**WORK ORDER**
Leaving the pictures aside, return the listing exactly as it appears.

**DATA RECORDS**

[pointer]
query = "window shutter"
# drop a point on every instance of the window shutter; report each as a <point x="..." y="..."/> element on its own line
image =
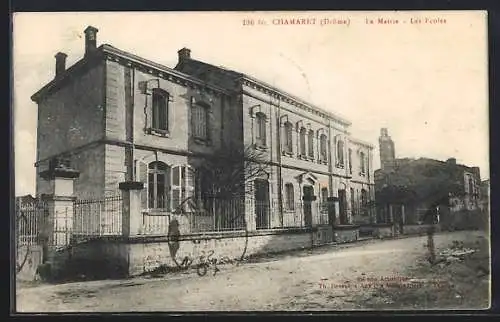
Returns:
<point x="142" y="176"/>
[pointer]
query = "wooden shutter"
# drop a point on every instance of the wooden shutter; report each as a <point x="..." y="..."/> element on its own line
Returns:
<point x="142" y="176"/>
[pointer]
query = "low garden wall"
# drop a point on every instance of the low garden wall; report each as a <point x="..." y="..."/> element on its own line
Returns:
<point x="346" y="233"/>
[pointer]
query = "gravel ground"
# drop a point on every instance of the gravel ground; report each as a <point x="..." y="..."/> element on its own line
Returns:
<point x="351" y="277"/>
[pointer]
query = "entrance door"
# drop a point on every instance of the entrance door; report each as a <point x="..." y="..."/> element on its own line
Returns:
<point x="307" y="198"/>
<point x="342" y="207"/>
<point x="262" y="203"/>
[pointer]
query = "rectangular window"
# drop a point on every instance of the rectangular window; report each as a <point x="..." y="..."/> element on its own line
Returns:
<point x="289" y="196"/>
<point x="160" y="110"/>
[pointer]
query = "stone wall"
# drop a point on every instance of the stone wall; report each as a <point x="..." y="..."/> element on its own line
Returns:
<point x="346" y="234"/>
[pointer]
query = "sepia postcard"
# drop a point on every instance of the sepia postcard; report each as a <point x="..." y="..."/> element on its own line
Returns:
<point x="251" y="161"/>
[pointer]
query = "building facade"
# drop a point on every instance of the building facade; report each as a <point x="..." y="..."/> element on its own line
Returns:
<point x="118" y="117"/>
<point x="408" y="189"/>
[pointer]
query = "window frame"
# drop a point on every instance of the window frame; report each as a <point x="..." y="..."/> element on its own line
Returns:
<point x="153" y="201"/>
<point x="340" y="154"/>
<point x="288" y="138"/>
<point x="289" y="192"/>
<point x="310" y="142"/>
<point x="155" y="125"/>
<point x="362" y="165"/>
<point x="323" y="148"/>
<point x="302" y="141"/>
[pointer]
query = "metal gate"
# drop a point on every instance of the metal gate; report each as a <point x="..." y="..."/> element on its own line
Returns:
<point x="30" y="221"/>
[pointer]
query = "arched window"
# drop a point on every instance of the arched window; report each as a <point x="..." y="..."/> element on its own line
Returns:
<point x="311" y="143"/>
<point x="200" y="120"/>
<point x="183" y="181"/>
<point x="287" y="137"/>
<point x="261" y="129"/>
<point x="158" y="185"/>
<point x="303" y="141"/>
<point x="322" y="147"/>
<point x="289" y="198"/>
<point x="350" y="160"/>
<point x="160" y="110"/>
<point x="340" y="153"/>
<point x="362" y="160"/>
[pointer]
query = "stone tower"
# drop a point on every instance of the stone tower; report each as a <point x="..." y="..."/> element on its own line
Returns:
<point x="387" y="151"/>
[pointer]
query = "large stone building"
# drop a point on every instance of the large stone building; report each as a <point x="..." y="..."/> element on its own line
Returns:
<point x="119" y="117"/>
<point x="407" y="189"/>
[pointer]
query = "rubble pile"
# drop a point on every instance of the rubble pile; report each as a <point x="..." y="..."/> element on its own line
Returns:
<point x="457" y="252"/>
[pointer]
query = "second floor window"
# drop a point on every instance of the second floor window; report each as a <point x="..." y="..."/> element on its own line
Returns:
<point x="158" y="185"/>
<point x="311" y="143"/>
<point x="160" y="110"/>
<point x="200" y="121"/>
<point x="287" y="137"/>
<point x="324" y="199"/>
<point x="303" y="141"/>
<point x="182" y="187"/>
<point x="364" y="200"/>
<point x="362" y="160"/>
<point x="289" y="199"/>
<point x="350" y="160"/>
<point x="261" y="129"/>
<point x="322" y="147"/>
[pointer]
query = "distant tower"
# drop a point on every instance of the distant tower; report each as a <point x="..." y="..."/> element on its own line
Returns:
<point x="387" y="152"/>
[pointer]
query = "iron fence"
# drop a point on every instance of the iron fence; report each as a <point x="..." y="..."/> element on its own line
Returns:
<point x="219" y="215"/>
<point x="30" y="219"/>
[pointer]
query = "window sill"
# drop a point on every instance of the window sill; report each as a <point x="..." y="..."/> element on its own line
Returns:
<point x="158" y="132"/>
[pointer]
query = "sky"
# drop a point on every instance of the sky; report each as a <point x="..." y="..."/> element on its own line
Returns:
<point x="423" y="75"/>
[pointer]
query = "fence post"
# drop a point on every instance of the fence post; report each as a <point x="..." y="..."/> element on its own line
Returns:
<point x="131" y="207"/>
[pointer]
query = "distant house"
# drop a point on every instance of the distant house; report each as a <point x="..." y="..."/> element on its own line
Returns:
<point x="407" y="189"/>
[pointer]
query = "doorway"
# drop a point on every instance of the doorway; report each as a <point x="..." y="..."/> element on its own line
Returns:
<point x="307" y="198"/>
<point x="261" y="203"/>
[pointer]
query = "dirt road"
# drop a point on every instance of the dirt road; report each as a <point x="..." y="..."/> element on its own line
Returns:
<point x="335" y="279"/>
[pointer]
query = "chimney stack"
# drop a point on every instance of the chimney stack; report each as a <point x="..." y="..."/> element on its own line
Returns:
<point x="60" y="63"/>
<point x="184" y="54"/>
<point x="90" y="39"/>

**EXERCISE OUTPUT**
[pointer]
query = "window shutter"
# drop a point on every instance of the window shutter; report each as a <point x="..." y="..."/> element on its own line
image =
Returns:
<point x="142" y="176"/>
[pointer]
query = "wooden shutter"
# drop a point on every instance of the wooden shutter; report each as a <point x="..." y="..."/> element on its own line
Returns:
<point x="142" y="176"/>
[pointer]
query = "low garden wall"
# drop a point on every instance of the low garden wall; report each as a <point x="..." y="..."/> element on its own line
Returns:
<point x="346" y="233"/>
[pointer]
query = "gravel ground"
# drop a point on every instance of the gravel ground; report each as a <point x="..." y="..."/> element on its own line
Returns:
<point x="351" y="277"/>
[pointer]
query = "entrance door"
# drop a point on every instance of the entrance door; report each as a <point x="..." y="..."/> element on its own line
Returns:
<point x="307" y="198"/>
<point x="342" y="207"/>
<point x="262" y="203"/>
[pointer]
query = "rectangular window"
# drop a point on every instance of the rectangular window; report each as a <point x="..." y="..."/> element on its own line
Returns:
<point x="289" y="196"/>
<point x="160" y="110"/>
[pointer]
query = "stone wall"
# drop a point on every instance of the stone wall; report each as a <point x="..." y="..."/> element on its own line
Returns:
<point x="346" y="234"/>
[pointer]
query = "sepia postcard"
# drop a point on every instance of the sepia postcard; report each as a <point x="..." y="..."/> element on its own line
Returns:
<point x="251" y="161"/>
[pointer]
query = "building facade"
# drop a point on every instance of the building facade; report each as a <point x="..." y="..."/> element on its own line
Returns:
<point x="118" y="117"/>
<point x="408" y="189"/>
[pointer]
query = "window frame"
# drop a point on every instance of the window frame; report each as a <point x="..." y="..."/> element on its own line
Returns:
<point x="153" y="201"/>
<point x="340" y="154"/>
<point x="288" y="138"/>
<point x="289" y="192"/>
<point x="310" y="142"/>
<point x="155" y="125"/>
<point x="362" y="165"/>
<point x="323" y="148"/>
<point x="302" y="141"/>
[pointer]
query = "metal gate"
# drop a point on every instance of the metal gate; report each as a <point x="..." y="..."/> element on its own line
Returns:
<point x="30" y="221"/>
[pointer]
query = "arched window"
# drop a point on every instance of the arched window; report each as a <point x="..." y="..."/> element on its own line
Returns:
<point x="311" y="143"/>
<point x="200" y="120"/>
<point x="183" y="181"/>
<point x="287" y="137"/>
<point x="261" y="129"/>
<point x="158" y="185"/>
<point x="303" y="141"/>
<point x="322" y="147"/>
<point x="289" y="198"/>
<point x="350" y="160"/>
<point x="160" y="110"/>
<point x="340" y="153"/>
<point x="362" y="160"/>
[pointer]
query = "stone tower"
# drop a point on every instance of the stone tower; report each as a <point x="..." y="..."/> element on its own line
Returns:
<point x="387" y="151"/>
[pointer]
query = "large stone building"
# drop a point on every instance of the large stone building; report each as a <point x="..." y="..."/> element on its own line
Returns:
<point x="119" y="117"/>
<point x="407" y="189"/>
[pointer]
query = "rubble pile"
# drop a point on every instance of the rubble pile; report each as a <point x="..." y="..."/> element on its own line
Returns:
<point x="457" y="252"/>
[pointer]
query = "second floor window"
# drop a point on every instance of the second floor window; report each as a <point x="..." y="..."/> element on its own line
Returns:
<point x="158" y="185"/>
<point x="311" y="143"/>
<point x="160" y="110"/>
<point x="200" y="121"/>
<point x="287" y="137"/>
<point x="324" y="199"/>
<point x="303" y="141"/>
<point x="182" y="187"/>
<point x="364" y="200"/>
<point x="362" y="160"/>
<point x="289" y="199"/>
<point x="350" y="160"/>
<point x="261" y="129"/>
<point x="322" y="147"/>
[pointer]
query = "distant tower"
# drop a point on every instance of the distant tower; report each as a <point x="..." y="..."/> element on its own line
Returns:
<point x="387" y="152"/>
[pointer]
query = "iron fence"
# drop a point on every instance of the iron fence; report each as a <point x="..." y="..."/> element on its own line
Returns:
<point x="219" y="215"/>
<point x="30" y="219"/>
[pointer]
query = "window sill"
# drop a point on every instance of the window sill; report each as a <point x="..." y="..."/> element on its own line
Returns:
<point x="158" y="132"/>
[pointer]
query = "sky"
# drop a point on every instance of the sky; report each as a <point x="..." y="..."/> element on its own line
Returns:
<point x="423" y="75"/>
[pointer]
query = "fence post"
# drop a point on every instance of the fence post; report each as a <point x="..." y="..."/> element on its own line
Returns:
<point x="131" y="207"/>
[pointer]
query = "distant house"
# drop a point on every instance of the distant house; report each as a <point x="..." y="..."/> element on its own line
Returns:
<point x="407" y="189"/>
[pointer]
query = "doorway"
# drop a point on every instance of the doorway; report each as a <point x="..." y="..."/> element on its own line
Returns:
<point x="307" y="198"/>
<point x="261" y="203"/>
[pointer]
query = "dirt road"
# drop a point on every instance of the dirt road; report each as a <point x="..." y="..."/> element on its own line
Returns:
<point x="335" y="279"/>
[pointer]
query = "chimney stack"
# drop a point on every instance of the chimney stack; report each as a <point x="..." y="..."/> element on its own line
Returns:
<point x="60" y="63"/>
<point x="184" y="54"/>
<point x="90" y="39"/>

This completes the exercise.